_TASK REQUIREMENTS_
State the number of lines in the records beneath that hold the word "green", and add nothing.

======== SUPPLIED DATA

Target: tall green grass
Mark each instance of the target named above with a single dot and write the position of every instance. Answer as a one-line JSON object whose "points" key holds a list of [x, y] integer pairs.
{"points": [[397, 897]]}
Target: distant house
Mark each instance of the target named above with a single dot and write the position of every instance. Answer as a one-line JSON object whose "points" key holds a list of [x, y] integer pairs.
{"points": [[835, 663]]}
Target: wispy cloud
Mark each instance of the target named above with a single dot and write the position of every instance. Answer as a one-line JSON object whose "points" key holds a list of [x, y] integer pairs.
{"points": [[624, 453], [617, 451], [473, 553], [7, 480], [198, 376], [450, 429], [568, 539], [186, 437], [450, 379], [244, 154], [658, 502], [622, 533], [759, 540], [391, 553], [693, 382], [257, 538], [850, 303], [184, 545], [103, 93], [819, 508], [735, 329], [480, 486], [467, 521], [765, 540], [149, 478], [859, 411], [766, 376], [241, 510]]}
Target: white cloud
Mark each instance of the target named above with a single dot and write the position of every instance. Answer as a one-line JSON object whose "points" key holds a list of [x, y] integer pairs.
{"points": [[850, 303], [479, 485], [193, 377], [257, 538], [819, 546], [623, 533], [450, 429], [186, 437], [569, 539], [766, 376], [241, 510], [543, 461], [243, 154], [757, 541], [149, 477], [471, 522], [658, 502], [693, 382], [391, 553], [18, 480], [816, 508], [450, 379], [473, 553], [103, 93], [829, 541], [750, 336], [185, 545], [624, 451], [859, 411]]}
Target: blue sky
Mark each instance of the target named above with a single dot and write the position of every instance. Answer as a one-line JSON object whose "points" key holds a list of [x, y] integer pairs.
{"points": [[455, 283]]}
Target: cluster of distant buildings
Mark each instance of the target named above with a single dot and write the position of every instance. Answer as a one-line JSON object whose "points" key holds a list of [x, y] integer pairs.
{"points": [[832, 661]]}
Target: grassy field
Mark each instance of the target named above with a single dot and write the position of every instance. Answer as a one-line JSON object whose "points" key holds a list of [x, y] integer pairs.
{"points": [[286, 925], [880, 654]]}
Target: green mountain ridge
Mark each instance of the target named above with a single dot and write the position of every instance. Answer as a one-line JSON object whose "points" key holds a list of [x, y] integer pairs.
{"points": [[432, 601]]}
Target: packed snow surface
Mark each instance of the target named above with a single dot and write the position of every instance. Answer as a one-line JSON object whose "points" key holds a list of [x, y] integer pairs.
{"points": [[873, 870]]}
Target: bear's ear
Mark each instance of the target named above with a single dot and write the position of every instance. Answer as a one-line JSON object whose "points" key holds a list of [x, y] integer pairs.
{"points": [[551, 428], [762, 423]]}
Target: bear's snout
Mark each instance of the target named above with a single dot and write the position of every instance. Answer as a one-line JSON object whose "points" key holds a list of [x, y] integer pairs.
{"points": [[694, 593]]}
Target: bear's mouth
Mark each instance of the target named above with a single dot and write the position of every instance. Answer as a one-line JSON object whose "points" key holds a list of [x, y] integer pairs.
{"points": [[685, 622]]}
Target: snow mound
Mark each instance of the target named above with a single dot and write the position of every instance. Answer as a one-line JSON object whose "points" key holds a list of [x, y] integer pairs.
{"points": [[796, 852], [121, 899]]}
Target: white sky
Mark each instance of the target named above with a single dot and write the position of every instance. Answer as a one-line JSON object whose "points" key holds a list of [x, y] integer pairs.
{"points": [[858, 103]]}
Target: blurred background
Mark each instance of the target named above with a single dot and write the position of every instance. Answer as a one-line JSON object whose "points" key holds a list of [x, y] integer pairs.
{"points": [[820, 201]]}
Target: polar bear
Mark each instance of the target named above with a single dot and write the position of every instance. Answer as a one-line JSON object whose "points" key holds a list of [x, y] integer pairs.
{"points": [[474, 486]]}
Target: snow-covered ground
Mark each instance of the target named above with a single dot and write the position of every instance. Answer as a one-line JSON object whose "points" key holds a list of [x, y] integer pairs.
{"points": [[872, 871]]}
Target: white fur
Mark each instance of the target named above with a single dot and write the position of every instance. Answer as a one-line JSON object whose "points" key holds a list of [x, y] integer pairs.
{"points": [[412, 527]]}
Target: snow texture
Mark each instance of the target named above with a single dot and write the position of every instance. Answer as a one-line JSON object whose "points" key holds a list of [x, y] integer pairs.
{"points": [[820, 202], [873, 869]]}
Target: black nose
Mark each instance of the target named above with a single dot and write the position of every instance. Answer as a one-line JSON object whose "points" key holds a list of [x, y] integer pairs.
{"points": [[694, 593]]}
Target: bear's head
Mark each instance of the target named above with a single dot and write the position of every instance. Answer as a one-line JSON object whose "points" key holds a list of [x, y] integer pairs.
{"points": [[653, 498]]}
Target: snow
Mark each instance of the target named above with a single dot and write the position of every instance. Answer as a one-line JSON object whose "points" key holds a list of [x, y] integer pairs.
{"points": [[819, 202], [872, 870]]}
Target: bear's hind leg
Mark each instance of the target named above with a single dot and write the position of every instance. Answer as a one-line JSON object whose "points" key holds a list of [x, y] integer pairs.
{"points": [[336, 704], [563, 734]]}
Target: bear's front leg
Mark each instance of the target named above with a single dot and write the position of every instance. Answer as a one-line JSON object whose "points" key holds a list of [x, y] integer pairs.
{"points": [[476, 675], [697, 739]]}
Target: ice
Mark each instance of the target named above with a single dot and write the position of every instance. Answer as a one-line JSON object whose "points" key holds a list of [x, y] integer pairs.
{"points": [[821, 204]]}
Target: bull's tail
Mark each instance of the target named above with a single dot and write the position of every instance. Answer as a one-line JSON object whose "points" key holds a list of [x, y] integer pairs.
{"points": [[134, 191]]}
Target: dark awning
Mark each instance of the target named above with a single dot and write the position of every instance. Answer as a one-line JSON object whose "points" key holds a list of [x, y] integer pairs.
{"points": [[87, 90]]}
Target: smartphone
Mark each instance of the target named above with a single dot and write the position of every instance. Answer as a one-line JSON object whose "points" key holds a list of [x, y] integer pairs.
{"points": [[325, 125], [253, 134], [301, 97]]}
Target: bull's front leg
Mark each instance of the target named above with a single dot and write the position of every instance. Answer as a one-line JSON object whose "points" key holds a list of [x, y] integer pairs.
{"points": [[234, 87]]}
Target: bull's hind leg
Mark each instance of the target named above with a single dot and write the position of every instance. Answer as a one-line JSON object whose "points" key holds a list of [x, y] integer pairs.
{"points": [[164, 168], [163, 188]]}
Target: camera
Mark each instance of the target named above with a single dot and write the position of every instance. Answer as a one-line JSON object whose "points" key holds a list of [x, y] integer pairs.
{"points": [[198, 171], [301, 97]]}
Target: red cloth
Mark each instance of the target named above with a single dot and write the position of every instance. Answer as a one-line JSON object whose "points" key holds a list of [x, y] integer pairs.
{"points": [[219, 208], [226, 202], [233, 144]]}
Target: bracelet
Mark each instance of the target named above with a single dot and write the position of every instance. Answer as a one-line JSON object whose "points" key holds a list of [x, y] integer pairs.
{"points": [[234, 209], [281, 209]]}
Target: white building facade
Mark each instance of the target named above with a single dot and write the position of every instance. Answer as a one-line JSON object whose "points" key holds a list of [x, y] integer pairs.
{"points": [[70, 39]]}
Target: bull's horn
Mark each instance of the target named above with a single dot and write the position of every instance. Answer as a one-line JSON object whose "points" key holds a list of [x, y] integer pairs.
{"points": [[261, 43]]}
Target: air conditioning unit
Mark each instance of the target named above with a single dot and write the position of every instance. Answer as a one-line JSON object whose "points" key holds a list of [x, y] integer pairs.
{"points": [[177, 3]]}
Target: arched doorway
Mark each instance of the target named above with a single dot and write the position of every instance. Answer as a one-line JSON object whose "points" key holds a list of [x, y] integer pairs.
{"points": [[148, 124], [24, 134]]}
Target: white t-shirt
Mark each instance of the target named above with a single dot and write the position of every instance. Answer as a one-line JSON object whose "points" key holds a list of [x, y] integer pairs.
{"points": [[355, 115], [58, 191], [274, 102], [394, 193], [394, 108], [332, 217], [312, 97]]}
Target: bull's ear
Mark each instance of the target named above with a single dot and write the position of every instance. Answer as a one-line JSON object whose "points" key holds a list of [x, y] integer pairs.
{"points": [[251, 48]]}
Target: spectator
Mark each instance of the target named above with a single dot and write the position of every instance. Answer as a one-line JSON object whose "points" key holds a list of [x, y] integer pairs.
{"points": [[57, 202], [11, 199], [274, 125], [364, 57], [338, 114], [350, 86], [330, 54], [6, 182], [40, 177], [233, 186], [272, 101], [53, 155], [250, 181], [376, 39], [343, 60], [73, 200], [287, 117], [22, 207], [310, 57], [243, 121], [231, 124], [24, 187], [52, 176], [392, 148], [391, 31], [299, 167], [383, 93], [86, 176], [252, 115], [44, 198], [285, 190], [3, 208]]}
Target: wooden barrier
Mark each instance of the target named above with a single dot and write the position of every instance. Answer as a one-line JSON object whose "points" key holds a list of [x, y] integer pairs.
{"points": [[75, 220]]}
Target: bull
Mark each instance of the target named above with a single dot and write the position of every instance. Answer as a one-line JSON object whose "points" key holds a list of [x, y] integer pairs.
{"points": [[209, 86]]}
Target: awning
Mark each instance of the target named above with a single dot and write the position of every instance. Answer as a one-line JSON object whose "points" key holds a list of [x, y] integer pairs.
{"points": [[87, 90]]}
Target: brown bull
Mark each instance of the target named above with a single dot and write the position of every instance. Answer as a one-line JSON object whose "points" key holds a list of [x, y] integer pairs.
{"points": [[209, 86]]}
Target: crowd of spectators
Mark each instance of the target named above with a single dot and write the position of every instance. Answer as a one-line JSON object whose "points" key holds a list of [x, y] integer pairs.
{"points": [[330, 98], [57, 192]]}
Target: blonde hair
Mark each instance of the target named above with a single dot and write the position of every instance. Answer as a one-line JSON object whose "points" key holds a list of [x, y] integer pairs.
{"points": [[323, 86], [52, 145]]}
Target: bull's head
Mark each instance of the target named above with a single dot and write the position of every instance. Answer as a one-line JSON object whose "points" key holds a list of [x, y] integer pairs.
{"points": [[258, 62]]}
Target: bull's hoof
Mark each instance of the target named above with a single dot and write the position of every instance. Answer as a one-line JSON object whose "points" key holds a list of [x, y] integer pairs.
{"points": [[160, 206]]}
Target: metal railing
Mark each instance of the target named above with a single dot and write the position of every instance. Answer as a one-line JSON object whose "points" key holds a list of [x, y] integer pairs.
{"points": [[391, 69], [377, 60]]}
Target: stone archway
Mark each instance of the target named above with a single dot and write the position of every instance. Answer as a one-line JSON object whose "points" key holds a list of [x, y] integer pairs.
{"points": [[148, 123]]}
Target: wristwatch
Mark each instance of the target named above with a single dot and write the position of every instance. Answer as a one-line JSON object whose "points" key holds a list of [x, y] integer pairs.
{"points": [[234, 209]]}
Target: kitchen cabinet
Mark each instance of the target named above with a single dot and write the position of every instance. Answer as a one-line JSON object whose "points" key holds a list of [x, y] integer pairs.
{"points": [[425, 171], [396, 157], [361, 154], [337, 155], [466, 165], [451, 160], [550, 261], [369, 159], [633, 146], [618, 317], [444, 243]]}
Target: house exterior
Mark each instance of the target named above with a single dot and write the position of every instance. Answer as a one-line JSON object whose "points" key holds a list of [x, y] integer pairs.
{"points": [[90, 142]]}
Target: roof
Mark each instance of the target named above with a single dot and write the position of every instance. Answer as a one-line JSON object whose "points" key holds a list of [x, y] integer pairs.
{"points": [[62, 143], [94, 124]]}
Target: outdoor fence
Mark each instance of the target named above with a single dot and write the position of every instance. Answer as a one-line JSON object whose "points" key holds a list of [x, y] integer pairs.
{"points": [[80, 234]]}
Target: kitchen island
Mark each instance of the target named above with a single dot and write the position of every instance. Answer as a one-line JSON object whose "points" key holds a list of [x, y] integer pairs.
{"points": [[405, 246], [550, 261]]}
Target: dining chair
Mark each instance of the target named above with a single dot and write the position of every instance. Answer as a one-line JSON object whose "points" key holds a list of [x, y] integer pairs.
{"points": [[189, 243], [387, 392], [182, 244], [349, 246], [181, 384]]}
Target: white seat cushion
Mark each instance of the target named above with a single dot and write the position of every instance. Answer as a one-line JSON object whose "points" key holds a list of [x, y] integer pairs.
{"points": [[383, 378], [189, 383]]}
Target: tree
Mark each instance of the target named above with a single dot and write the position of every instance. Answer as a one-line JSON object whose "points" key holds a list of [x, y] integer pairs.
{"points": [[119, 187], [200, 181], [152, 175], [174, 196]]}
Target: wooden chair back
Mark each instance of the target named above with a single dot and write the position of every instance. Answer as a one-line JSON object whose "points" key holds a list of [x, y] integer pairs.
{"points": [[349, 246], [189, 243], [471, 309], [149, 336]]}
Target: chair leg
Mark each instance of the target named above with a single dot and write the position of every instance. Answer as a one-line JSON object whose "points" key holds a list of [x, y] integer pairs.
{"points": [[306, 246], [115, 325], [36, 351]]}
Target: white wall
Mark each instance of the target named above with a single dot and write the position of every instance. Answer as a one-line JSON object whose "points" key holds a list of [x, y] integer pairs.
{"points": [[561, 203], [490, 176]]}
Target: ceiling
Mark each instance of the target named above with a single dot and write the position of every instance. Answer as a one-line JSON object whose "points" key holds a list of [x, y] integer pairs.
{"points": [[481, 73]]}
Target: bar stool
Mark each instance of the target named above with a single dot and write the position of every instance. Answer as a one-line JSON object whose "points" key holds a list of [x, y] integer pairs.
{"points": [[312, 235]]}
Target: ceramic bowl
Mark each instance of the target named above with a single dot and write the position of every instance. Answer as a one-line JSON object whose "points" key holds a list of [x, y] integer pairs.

================

_SOLVED PROBLEM_
2